-------- Extrait

Showing posts with label Salzburg. Show all posts
Showing posts with label Salzburg. Show all posts
Friday, June 12, 2009
Resumé des vacances en français
On est revenu de Monténégro. Je n'ai pas eu le courage de mettre en français toutes les entrées du blog au fur et à mesure. Voici un résumé :
Paris - Tubingen - Salzburg : La Prius roule vraiment très bien. Elle est confortable après des années de Prévia (qui n'était pas horrible, mais quand même...). En tout cas, il faisait beau et elle roulait si bien, sans avoir besoin de boire, alors au lieu de s'arrêter pour une petite visite à Strasbourg, nous nous sommes retrouvés le soir à Tübingen! On s'était arrêté à Horb, où Paul avait fait ses "classes" pendant son service militaire en '71, mais, à part le fait que c'est toujours une charmante petite ville, il n'y avait pas de quoi s'extasier. Tübingen est charmante, une petite ville universitaire presque entièrement piéton/vélos. Notre GPS nous indiquait un hôtel "Am Schoss" et nous trouvions ça charmant, près du château, mais dans le dédale de rues, il était difficile de nous frayer un chemin "auto". Les allemands sont très friands des asperges et j'ai mangé un menu asperge du début (soupe) jusqu'à la fin (mousse asperges/rhubarbe avec un coulis de framboise). Paul a eu du sanglier avec de la polenta. Nous étions tous les deux très contents. Le lendemain, autobahn vers Munich avec des travaux tout au tour de Munich, pour arriver tôt dans l'après-midi à Salzburg.
Salzburg : une vraie carte postale. Ou le modèle pour Disneyland. Très joli, très baroque. Le décor du film "Le son de la musique". Pour les amateurs de voitures anciennes, nous avons assister à un rallye. Plutôt, il y avait un rallye et où que nous nous promenâmes, nous rencontrions ces voitures. (Un Bescherelle serait le bienvenu, là, je crois.)
Salzburg-Zagreb : un peu d'autobahn, un peu de route de montagne au mois de mai. Les prairies sont toutes fleuries. Sans arrêt en Slovénie, nous sommes arrivés suffisamment tôt pour prendre le tram et nous promener dans la vieille ville quelques heures. Encore un menu asperges!

----------------
-------- Données fournies

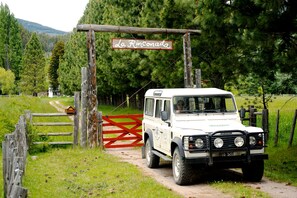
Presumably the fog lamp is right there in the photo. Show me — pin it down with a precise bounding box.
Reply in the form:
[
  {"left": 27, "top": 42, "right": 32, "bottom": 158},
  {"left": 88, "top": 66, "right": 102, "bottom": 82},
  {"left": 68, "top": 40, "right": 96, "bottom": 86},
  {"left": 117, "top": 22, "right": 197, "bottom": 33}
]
[
  {"left": 234, "top": 137, "right": 244, "bottom": 147},
  {"left": 213, "top": 138, "right": 224, "bottom": 148}
]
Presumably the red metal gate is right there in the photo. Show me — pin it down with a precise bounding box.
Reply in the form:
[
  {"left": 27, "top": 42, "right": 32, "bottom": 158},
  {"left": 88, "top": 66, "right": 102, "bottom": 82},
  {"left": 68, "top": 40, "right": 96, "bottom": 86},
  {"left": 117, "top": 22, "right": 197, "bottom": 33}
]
[{"left": 102, "top": 114, "right": 143, "bottom": 148}]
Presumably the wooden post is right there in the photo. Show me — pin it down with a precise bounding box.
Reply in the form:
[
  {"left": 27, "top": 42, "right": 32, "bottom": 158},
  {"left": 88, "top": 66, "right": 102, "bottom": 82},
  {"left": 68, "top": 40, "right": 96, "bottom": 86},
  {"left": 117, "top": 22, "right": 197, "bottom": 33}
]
[
  {"left": 249, "top": 105, "right": 257, "bottom": 126},
  {"left": 80, "top": 67, "right": 88, "bottom": 148},
  {"left": 289, "top": 109, "right": 297, "bottom": 147},
  {"left": 195, "top": 69, "right": 201, "bottom": 88},
  {"left": 98, "top": 111, "right": 104, "bottom": 149},
  {"left": 183, "top": 33, "right": 193, "bottom": 87},
  {"left": 274, "top": 109, "right": 279, "bottom": 146},
  {"left": 87, "top": 30, "right": 98, "bottom": 148},
  {"left": 262, "top": 109, "right": 269, "bottom": 141},
  {"left": 73, "top": 92, "right": 80, "bottom": 147}
]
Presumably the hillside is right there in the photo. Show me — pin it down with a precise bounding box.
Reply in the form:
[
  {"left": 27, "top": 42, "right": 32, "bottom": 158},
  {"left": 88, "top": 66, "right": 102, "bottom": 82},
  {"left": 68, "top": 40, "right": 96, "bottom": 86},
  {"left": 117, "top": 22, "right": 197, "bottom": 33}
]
[{"left": 17, "top": 19, "right": 67, "bottom": 35}]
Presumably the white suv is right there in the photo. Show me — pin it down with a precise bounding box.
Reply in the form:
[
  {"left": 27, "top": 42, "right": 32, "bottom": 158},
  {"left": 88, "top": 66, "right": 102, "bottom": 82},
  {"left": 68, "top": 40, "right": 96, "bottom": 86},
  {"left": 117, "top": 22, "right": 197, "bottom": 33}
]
[{"left": 142, "top": 88, "right": 268, "bottom": 185}]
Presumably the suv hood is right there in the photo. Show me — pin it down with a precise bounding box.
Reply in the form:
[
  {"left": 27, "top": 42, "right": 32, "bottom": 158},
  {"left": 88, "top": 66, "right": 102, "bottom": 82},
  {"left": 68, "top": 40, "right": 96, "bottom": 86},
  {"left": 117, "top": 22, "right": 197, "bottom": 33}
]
[{"left": 172, "top": 115, "right": 246, "bottom": 132}]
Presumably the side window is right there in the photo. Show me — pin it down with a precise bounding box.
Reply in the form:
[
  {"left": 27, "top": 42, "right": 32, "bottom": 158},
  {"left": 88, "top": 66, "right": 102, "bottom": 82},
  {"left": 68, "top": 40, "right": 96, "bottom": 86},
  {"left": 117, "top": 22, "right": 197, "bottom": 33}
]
[
  {"left": 155, "top": 100, "right": 162, "bottom": 118},
  {"left": 164, "top": 100, "right": 171, "bottom": 119},
  {"left": 144, "top": 98, "right": 154, "bottom": 116}
]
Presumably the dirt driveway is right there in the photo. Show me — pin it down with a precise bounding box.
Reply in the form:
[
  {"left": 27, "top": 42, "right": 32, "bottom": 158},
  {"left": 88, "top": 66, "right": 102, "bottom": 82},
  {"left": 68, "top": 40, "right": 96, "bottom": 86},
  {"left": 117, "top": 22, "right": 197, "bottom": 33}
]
[
  {"left": 106, "top": 148, "right": 297, "bottom": 198},
  {"left": 50, "top": 101, "right": 297, "bottom": 198}
]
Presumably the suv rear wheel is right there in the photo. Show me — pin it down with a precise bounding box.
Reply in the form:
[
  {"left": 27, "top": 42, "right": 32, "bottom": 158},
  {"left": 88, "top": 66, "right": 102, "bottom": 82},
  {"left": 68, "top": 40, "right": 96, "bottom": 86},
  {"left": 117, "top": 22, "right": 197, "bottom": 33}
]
[
  {"left": 172, "top": 147, "right": 192, "bottom": 185},
  {"left": 145, "top": 139, "right": 160, "bottom": 168}
]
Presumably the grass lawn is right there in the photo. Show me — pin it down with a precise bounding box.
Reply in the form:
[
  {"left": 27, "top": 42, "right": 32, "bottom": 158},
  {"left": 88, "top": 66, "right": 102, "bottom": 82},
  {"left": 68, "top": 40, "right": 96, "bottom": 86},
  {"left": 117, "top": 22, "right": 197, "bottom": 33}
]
[
  {"left": 24, "top": 149, "right": 180, "bottom": 198},
  {"left": 0, "top": 96, "right": 297, "bottom": 197}
]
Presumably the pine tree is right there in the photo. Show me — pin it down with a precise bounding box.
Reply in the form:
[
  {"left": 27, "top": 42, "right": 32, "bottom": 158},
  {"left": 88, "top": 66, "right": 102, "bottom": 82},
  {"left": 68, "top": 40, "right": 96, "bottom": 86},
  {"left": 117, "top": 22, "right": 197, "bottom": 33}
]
[
  {"left": 48, "top": 41, "right": 64, "bottom": 93},
  {"left": 0, "top": 3, "right": 22, "bottom": 79},
  {"left": 20, "top": 33, "right": 46, "bottom": 96}
]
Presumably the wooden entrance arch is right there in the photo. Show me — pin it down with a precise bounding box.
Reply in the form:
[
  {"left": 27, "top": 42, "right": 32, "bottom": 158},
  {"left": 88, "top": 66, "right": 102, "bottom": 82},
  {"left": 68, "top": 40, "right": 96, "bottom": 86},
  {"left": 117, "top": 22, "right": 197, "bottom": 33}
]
[{"left": 76, "top": 24, "right": 201, "bottom": 147}]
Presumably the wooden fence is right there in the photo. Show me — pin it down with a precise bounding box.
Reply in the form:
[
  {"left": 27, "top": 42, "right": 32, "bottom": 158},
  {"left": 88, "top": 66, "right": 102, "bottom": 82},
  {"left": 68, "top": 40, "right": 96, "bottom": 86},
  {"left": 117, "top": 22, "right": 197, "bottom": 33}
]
[
  {"left": 274, "top": 109, "right": 297, "bottom": 147},
  {"left": 26, "top": 111, "right": 79, "bottom": 145},
  {"left": 99, "top": 114, "right": 143, "bottom": 148},
  {"left": 239, "top": 106, "right": 297, "bottom": 147},
  {"left": 2, "top": 115, "right": 28, "bottom": 197}
]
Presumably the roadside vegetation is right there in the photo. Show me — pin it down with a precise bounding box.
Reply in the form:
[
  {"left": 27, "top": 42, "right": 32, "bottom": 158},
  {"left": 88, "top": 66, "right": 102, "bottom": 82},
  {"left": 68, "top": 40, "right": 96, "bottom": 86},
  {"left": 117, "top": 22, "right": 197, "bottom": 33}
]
[{"left": 0, "top": 96, "right": 297, "bottom": 197}]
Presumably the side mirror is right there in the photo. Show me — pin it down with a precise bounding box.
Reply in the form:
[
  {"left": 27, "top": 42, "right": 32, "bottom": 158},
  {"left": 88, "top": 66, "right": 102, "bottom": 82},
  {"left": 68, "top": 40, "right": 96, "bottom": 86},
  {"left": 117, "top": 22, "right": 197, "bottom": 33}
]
[
  {"left": 161, "top": 111, "right": 168, "bottom": 122},
  {"left": 239, "top": 107, "right": 245, "bottom": 119}
]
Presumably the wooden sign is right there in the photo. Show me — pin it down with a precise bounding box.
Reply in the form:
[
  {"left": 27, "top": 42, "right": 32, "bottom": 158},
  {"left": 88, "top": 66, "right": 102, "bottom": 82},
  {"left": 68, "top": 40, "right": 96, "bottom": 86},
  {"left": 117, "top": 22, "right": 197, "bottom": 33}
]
[
  {"left": 65, "top": 106, "right": 76, "bottom": 115},
  {"left": 112, "top": 38, "right": 173, "bottom": 50}
]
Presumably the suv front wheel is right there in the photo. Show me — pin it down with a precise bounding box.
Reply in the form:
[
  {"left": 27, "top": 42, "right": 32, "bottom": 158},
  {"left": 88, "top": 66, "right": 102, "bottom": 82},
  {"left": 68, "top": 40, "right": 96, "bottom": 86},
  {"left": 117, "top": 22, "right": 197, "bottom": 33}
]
[
  {"left": 172, "top": 147, "right": 192, "bottom": 185},
  {"left": 145, "top": 139, "right": 160, "bottom": 168}
]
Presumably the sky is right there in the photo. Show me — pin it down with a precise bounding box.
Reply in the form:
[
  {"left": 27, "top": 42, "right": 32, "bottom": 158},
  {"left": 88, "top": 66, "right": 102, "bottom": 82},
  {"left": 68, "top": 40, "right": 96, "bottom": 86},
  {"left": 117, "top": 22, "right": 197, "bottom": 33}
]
[{"left": 0, "top": 0, "right": 89, "bottom": 32}]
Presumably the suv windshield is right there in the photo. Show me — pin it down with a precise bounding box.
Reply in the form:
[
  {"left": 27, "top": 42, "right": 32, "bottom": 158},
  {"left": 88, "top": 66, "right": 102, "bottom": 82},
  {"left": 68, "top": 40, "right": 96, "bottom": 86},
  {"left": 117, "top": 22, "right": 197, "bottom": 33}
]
[{"left": 173, "top": 95, "right": 236, "bottom": 113}]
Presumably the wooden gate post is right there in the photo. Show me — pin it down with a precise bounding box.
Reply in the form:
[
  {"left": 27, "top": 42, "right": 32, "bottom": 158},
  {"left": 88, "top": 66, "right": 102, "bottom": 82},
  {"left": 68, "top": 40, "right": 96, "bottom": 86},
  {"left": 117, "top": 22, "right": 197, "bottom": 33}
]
[
  {"left": 73, "top": 91, "right": 80, "bottom": 147},
  {"left": 195, "top": 69, "right": 201, "bottom": 88},
  {"left": 262, "top": 109, "right": 269, "bottom": 141},
  {"left": 87, "top": 30, "right": 98, "bottom": 148},
  {"left": 183, "top": 32, "right": 193, "bottom": 87},
  {"left": 80, "top": 67, "right": 88, "bottom": 148},
  {"left": 288, "top": 109, "right": 297, "bottom": 147}
]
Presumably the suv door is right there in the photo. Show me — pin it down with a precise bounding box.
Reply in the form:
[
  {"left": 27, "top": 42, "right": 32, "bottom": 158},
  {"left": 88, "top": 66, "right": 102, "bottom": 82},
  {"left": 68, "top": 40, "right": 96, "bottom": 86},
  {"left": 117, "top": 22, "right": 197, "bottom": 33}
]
[
  {"left": 152, "top": 99, "right": 162, "bottom": 150},
  {"left": 160, "top": 100, "right": 172, "bottom": 155}
]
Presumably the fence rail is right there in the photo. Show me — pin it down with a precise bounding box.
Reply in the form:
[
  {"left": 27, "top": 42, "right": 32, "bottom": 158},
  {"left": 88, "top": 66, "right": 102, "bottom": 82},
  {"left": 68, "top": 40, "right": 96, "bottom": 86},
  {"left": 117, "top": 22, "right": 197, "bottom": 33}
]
[
  {"left": 2, "top": 115, "right": 28, "bottom": 197},
  {"left": 26, "top": 111, "right": 79, "bottom": 145}
]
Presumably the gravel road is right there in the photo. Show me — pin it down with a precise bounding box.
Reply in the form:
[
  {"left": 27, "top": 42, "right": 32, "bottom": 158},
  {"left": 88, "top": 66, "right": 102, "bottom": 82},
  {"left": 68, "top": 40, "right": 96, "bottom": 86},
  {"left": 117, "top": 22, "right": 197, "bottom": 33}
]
[
  {"left": 50, "top": 101, "right": 297, "bottom": 198},
  {"left": 106, "top": 148, "right": 297, "bottom": 198}
]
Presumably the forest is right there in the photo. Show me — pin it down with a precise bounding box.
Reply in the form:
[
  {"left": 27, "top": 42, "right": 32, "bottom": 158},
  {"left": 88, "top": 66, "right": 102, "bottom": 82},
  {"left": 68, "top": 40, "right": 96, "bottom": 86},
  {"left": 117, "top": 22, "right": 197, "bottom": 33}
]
[{"left": 0, "top": 0, "right": 297, "bottom": 106}]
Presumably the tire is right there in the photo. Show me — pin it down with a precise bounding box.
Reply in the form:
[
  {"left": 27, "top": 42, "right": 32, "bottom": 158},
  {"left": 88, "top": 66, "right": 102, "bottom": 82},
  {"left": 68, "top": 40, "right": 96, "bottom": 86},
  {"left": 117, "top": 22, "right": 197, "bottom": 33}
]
[
  {"left": 145, "top": 139, "right": 160, "bottom": 168},
  {"left": 242, "top": 160, "right": 264, "bottom": 182},
  {"left": 172, "top": 147, "right": 192, "bottom": 185}
]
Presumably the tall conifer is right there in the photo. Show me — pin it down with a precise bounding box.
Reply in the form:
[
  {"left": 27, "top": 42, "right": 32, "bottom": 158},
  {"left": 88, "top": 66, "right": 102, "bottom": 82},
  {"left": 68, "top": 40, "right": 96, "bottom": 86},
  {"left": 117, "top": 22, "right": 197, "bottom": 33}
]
[{"left": 20, "top": 33, "right": 46, "bottom": 96}]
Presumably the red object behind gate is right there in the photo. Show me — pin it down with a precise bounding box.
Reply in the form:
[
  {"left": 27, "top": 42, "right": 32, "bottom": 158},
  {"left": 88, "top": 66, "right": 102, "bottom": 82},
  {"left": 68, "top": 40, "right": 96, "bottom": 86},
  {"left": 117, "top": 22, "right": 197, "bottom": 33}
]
[{"left": 102, "top": 114, "right": 143, "bottom": 148}]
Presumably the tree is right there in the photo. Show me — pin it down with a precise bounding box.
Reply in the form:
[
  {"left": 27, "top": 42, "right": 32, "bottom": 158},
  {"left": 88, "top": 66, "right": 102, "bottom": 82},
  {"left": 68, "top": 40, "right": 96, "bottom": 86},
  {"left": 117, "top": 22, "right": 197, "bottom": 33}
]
[
  {"left": 48, "top": 41, "right": 64, "bottom": 93},
  {"left": 0, "top": 3, "right": 22, "bottom": 79},
  {"left": 0, "top": 67, "right": 15, "bottom": 94},
  {"left": 20, "top": 33, "right": 46, "bottom": 96}
]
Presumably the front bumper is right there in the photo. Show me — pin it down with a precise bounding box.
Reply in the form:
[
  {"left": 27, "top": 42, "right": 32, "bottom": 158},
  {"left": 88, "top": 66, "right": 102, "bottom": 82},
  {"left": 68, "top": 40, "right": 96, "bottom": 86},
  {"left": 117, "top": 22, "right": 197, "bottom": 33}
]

----------------

* _Exercices à faire_:
A. Recopiez le passage de l'extrait qui va de « Salzburg-Zagreb : un » jusqu'à « un menu asperges! » inclus.
B. Relevez toutes les villes nommées dans l'extrait.
C. Répondez aux questions suivantes à partir de l'extrait.
(i) Qu'a mangé Paul à Tübingen ?
(ii) De quel film Salzburg est-elle le décor ?
(iii) Quel moyen de transport a été pris à Zagreb pour se promener dans la vieille ville ?

* _Corrigé des exercices_:
A.
Salzburg-Zagreb : un peu d'autobahn, un peu de route de montagne au mois de mai. Les prairies sont toutes fleuries. Sans arrêt en Slovénie, nous sommes arrivés suffisamment tôt pour prendre le tram et nous promener dans la vieille ville quelques heures. Encore un menu asperges!

B. Paris, Tübingen, Salzburg, Strasbourg, Horb, Munich, Zagreb

C.
(i) Du sanglier avec de la polenta.
(ii) « Le son de la musique ».
(iii) Le tram.